Problem to work on: Copy all the entries below exactly, but not the pictures.

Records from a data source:
· · · · · · ·

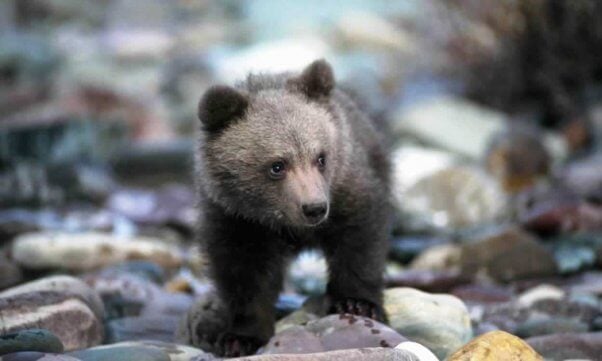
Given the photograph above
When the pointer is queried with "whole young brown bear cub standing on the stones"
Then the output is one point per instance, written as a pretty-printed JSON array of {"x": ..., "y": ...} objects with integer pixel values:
[{"x": 288, "y": 162}]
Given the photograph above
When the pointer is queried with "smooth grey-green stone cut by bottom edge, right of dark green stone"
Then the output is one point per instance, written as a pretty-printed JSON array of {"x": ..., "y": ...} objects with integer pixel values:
[{"x": 121, "y": 353}]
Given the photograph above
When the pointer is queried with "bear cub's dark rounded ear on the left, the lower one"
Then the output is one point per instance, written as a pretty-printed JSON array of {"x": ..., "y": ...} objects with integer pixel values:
[{"x": 220, "y": 105}]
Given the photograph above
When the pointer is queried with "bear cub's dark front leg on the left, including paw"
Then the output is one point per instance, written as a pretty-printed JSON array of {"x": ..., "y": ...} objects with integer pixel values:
[{"x": 247, "y": 269}]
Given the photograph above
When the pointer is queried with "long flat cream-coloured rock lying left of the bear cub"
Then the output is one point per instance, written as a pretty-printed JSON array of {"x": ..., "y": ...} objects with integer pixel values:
[{"x": 80, "y": 252}]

· · · · · · ·

Reply:
Given the photograph above
When the pointer is queried with "whole young brown bear cub standing on the stones"
Then the output is one point per instance, written as a pretty-printed JSON array of {"x": ..., "y": ...} objects with integer pixel values:
[{"x": 288, "y": 162}]
Given the photograph above
When the pointer is queried with "smooth grey-green stone cut by bottom edge, right of dark green stone"
Then the output is one point per instance, written as a pretty-printed JSON array of {"x": ..., "y": ...} objects with integer pixel values:
[{"x": 121, "y": 353}]
Given the photograph above
When the pointer is queried with "bear cub's dark rounded ear on the left, the lower one"
Then the output is one point per instance, written as a pretty-printed JSON array of {"x": ..., "y": ...} objects with integer pixel values:
[{"x": 220, "y": 105}]
Given the photograph above
When the pointer is queried with "bear cub's dark front leg on the left, including paw"
Then the output is one point per instance, written as a pretty-printed JSON array of {"x": ..., "y": ...} objects with integer pixel values:
[{"x": 247, "y": 269}]
Given the photograph above
When the pointer is queried with "long flat cream-coloured rock lying left of the bear cub"
Then the output is one point per instance, written as a pretty-printed JSON array of {"x": ..., "y": ...} objects with integer pixel values:
[{"x": 80, "y": 252}]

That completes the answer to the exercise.